→ **Required work**: Give an exact copy of every line, leaving images out.

→ **Information shown**:
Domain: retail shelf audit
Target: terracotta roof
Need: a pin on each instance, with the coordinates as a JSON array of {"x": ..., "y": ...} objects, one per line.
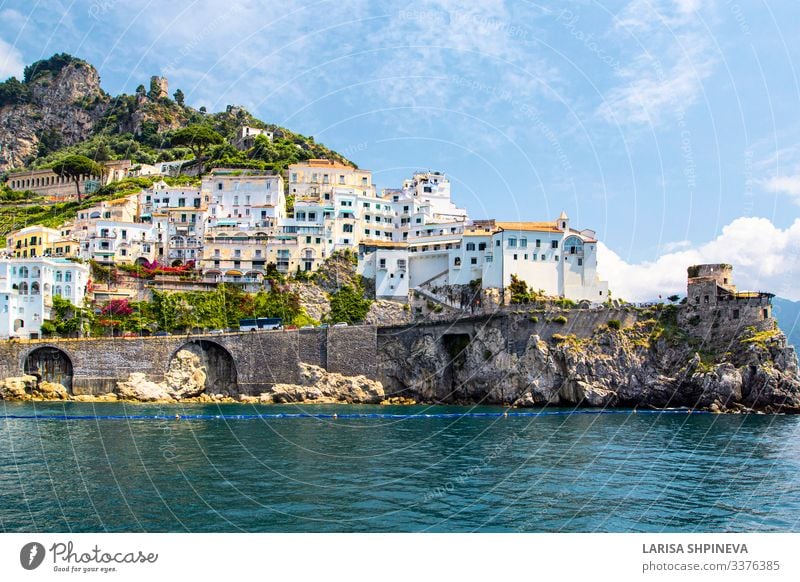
[
  {"x": 384, "y": 243},
  {"x": 529, "y": 226}
]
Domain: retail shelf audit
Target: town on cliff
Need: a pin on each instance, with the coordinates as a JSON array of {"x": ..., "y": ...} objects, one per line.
[{"x": 134, "y": 272}]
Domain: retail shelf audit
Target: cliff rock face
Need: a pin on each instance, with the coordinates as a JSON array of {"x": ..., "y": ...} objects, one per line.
[
  {"x": 318, "y": 386},
  {"x": 186, "y": 378},
  {"x": 67, "y": 104},
  {"x": 612, "y": 368},
  {"x": 28, "y": 387}
]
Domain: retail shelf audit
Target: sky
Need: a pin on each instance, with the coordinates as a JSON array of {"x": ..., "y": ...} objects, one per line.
[{"x": 670, "y": 127}]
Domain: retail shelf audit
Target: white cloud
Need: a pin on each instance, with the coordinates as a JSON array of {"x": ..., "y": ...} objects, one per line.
[
  {"x": 11, "y": 63},
  {"x": 789, "y": 185},
  {"x": 765, "y": 258},
  {"x": 672, "y": 60}
]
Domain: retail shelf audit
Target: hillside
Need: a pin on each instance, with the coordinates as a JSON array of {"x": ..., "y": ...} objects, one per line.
[
  {"x": 788, "y": 315},
  {"x": 59, "y": 108}
]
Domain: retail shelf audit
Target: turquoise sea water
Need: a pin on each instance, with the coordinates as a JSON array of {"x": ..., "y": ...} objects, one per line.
[{"x": 555, "y": 472}]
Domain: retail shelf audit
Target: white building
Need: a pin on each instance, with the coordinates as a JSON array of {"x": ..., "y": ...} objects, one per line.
[
  {"x": 248, "y": 197},
  {"x": 548, "y": 256},
  {"x": 27, "y": 287},
  {"x": 387, "y": 263},
  {"x": 112, "y": 241}
]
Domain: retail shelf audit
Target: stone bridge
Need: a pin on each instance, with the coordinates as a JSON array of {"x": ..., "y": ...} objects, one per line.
[
  {"x": 247, "y": 362},
  {"x": 251, "y": 362}
]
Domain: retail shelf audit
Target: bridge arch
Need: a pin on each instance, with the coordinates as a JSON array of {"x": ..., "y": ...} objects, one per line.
[
  {"x": 50, "y": 364},
  {"x": 219, "y": 364}
]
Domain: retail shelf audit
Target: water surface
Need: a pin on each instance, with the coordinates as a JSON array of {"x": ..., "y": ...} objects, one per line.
[{"x": 564, "y": 472}]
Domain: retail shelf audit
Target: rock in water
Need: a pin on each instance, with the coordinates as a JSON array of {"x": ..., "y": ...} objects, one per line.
[
  {"x": 137, "y": 387},
  {"x": 17, "y": 387},
  {"x": 51, "y": 391},
  {"x": 317, "y": 385},
  {"x": 186, "y": 376}
]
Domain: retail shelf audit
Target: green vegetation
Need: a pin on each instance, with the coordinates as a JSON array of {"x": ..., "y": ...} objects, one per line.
[
  {"x": 68, "y": 320},
  {"x": 349, "y": 305},
  {"x": 198, "y": 138},
  {"x": 73, "y": 167},
  {"x": 12, "y": 92},
  {"x": 752, "y": 336},
  {"x": 51, "y": 66}
]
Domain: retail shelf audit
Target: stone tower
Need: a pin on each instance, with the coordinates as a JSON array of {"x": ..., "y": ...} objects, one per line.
[{"x": 159, "y": 87}]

→ **The completed task**:
Domain: retail shelf audit
Target: terracotta roof
Need: a pin on each instance, with the coordinates as a JSON array of {"x": ..., "y": ...} objects, one per line.
[
  {"x": 384, "y": 243},
  {"x": 529, "y": 226}
]
Domain: retail shelf audit
Target: town on cliff
Need: a pin on each instance, with the coordinates as a JSON array of {"x": ..., "y": ...} objects, one per line.
[{"x": 134, "y": 272}]
Domain: retail shelf audit
Target: cliff rock face
Need: a pin on each instance, with the coordinates as a JSON array of {"x": ..., "y": ...} objects, one per line.
[
  {"x": 318, "y": 386},
  {"x": 186, "y": 378},
  {"x": 67, "y": 104},
  {"x": 612, "y": 368},
  {"x": 28, "y": 387}
]
Domain: retail shelf audit
Target: sky
Need: a pin on each instance, with the coordinates as a JSON array of {"x": ..., "y": ...} objects, one per line.
[{"x": 670, "y": 127}]
Domain: retail shelf audit
Target: white cloud
Need: a pin on each instance, with the coordinates as a JSON array of {"x": ..., "y": ...} objects, one per line.
[
  {"x": 11, "y": 63},
  {"x": 789, "y": 185},
  {"x": 765, "y": 258},
  {"x": 672, "y": 60}
]
Domain: retail shelf audit
Target: hillside
Need: a pin on each instance, with the coordinates as a JSON array of {"x": ..., "y": ...} objects, one per line.
[
  {"x": 788, "y": 315},
  {"x": 59, "y": 108}
]
Domain: retail shelf audit
Target: turquoise sea water
Need: a pin on each instance, with the coordinates as a JSON array of {"x": ..., "y": ...} objects, one per line.
[{"x": 555, "y": 472}]
Domain: retail shelf audit
Target: white building
Need: a pin on each instance, with the coordinates as a JSON array of {"x": ..., "y": ...} objects, one per line.
[
  {"x": 248, "y": 197},
  {"x": 548, "y": 256},
  {"x": 27, "y": 287},
  {"x": 387, "y": 263},
  {"x": 112, "y": 241}
]
Domain: retail shelf audit
Target: stone bridge
Need: a pin on each instance, with the coordinates as a JSON array of {"x": ..., "y": ...} objects, one per line.
[
  {"x": 247, "y": 362},
  {"x": 251, "y": 362}
]
Domain: retail shelf audit
Target: bridge arch
Need: a pin on each instance, with the coordinates as a JSON array of {"x": ..., "y": ...} objects, one per line.
[
  {"x": 50, "y": 364},
  {"x": 219, "y": 364}
]
Domain: retail shelf audit
Target: water surface
Need: a pin on each instance, with the coordinates as a JSON array of {"x": ..., "y": ...} objects, one per line.
[{"x": 564, "y": 472}]
Domain: retail shelf audit
Target: rock in water
Need: a pin on each instance, with the coordinates as a JSON array of {"x": ..., "y": ...} objects, one per line.
[
  {"x": 137, "y": 387},
  {"x": 17, "y": 387},
  {"x": 51, "y": 391},
  {"x": 317, "y": 385},
  {"x": 186, "y": 376}
]
Domain: retail shelf audit
Target: green vegetation
Need: a pin on each instance, with the coordinates as a JSON array of {"x": ..., "y": ...} objects, one per line.
[
  {"x": 68, "y": 320},
  {"x": 349, "y": 305},
  {"x": 198, "y": 138},
  {"x": 73, "y": 167},
  {"x": 12, "y": 92},
  {"x": 752, "y": 336},
  {"x": 51, "y": 66}
]
Domain: retail shelf audit
Target: stone tower
Need: a pin on each instance, with the coordinates as a JSON array of {"x": ..., "y": ...} objects, one per line.
[{"x": 159, "y": 87}]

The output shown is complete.